* The exercise *
List every line in the material below that contains the word "stalk".

↓

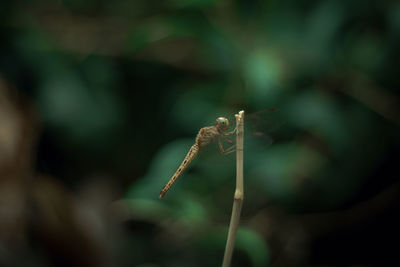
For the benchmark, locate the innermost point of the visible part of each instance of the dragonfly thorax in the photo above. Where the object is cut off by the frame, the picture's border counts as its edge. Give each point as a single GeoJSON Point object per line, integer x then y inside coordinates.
{"type": "Point", "coordinates": [222, 124]}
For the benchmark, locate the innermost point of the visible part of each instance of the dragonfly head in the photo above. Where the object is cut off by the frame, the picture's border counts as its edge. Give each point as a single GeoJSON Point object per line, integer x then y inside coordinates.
{"type": "Point", "coordinates": [222, 123]}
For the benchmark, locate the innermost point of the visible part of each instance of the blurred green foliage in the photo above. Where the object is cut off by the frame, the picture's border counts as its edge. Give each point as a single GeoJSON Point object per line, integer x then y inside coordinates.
{"type": "Point", "coordinates": [123, 87]}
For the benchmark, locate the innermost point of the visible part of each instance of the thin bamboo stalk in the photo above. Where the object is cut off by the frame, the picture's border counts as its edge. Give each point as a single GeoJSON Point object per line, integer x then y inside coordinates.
{"type": "Point", "coordinates": [239, 192]}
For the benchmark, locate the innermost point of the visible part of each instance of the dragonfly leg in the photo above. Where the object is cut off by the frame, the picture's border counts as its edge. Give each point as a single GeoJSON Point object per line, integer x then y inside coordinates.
{"type": "Point", "coordinates": [231, 132]}
{"type": "Point", "coordinates": [227, 151]}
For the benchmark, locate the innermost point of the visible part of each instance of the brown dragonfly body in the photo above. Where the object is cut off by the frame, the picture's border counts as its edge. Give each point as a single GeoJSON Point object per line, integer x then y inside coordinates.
{"type": "Point", "coordinates": [205, 136]}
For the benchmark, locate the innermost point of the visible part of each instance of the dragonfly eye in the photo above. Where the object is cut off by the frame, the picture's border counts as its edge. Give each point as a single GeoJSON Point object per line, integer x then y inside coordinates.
{"type": "Point", "coordinates": [222, 123]}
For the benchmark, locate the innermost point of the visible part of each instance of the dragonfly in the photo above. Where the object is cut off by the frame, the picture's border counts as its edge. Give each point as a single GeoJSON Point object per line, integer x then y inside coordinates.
{"type": "Point", "coordinates": [218, 132]}
{"type": "Point", "coordinates": [205, 136]}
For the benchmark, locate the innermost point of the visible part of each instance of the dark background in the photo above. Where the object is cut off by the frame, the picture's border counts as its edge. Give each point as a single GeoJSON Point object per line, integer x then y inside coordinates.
{"type": "Point", "coordinates": [100, 101]}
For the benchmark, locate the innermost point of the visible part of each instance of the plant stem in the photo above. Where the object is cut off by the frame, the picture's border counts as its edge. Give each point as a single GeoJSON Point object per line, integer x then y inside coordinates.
{"type": "Point", "coordinates": [239, 192]}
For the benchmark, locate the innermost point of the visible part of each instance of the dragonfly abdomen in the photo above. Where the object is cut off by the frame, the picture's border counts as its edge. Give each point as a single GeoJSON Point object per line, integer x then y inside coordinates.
{"type": "Point", "coordinates": [193, 151]}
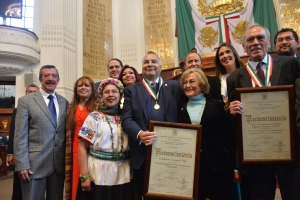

↑

* Response *
For the benchmark, locate the innermost point of the visible part of each instance of the thin bamboo stalk in the photo above. Where the object is cut off by the frame, the picture's border counts as its edge. Give each point as a single GeoJSON Point object per line, integer x then y inside coordinates.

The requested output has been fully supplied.